Segment Start: SOURCE INFORMATION

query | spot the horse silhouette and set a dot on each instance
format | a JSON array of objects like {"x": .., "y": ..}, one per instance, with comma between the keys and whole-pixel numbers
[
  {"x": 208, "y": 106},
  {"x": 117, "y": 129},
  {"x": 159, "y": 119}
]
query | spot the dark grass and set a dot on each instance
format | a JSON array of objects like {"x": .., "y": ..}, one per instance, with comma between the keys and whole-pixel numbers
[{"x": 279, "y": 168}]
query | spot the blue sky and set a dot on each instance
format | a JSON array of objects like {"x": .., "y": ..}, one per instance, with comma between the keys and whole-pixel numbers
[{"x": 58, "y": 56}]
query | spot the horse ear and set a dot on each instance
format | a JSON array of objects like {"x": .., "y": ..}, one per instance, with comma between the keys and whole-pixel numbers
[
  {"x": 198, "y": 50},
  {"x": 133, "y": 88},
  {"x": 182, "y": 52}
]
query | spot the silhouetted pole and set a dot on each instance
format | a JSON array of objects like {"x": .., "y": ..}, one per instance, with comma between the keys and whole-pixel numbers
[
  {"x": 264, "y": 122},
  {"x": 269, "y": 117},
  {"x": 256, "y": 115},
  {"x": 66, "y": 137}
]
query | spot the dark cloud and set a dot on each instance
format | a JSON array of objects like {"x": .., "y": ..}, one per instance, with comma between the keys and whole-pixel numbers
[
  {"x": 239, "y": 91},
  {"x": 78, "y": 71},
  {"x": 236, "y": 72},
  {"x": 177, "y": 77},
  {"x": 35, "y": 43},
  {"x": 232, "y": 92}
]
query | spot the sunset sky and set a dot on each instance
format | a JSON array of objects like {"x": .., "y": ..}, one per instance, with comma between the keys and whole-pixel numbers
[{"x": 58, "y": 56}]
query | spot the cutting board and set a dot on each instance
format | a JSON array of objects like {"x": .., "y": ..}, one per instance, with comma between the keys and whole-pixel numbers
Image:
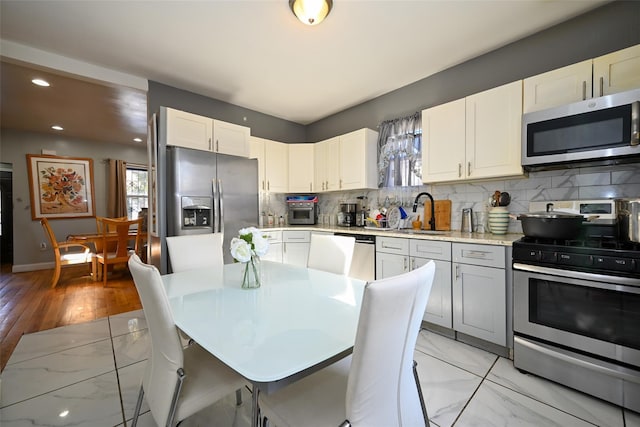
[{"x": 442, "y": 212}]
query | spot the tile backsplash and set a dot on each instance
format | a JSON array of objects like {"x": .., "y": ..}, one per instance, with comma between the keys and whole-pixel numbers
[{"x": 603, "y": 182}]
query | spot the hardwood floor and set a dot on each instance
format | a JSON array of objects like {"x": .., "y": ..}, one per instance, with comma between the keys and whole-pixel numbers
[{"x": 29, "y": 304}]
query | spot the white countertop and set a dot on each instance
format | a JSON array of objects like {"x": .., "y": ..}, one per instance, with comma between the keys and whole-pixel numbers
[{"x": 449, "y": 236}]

Segment End: SOURCE INFORMATION

- _ACTION ITEM_
Pull every line with the string "dark" from the data above.

- _EXERCISE RESPONSE_
query | spot the dark grass and set a dot on each instance
query | spot the dark cloud and set a dot on each instance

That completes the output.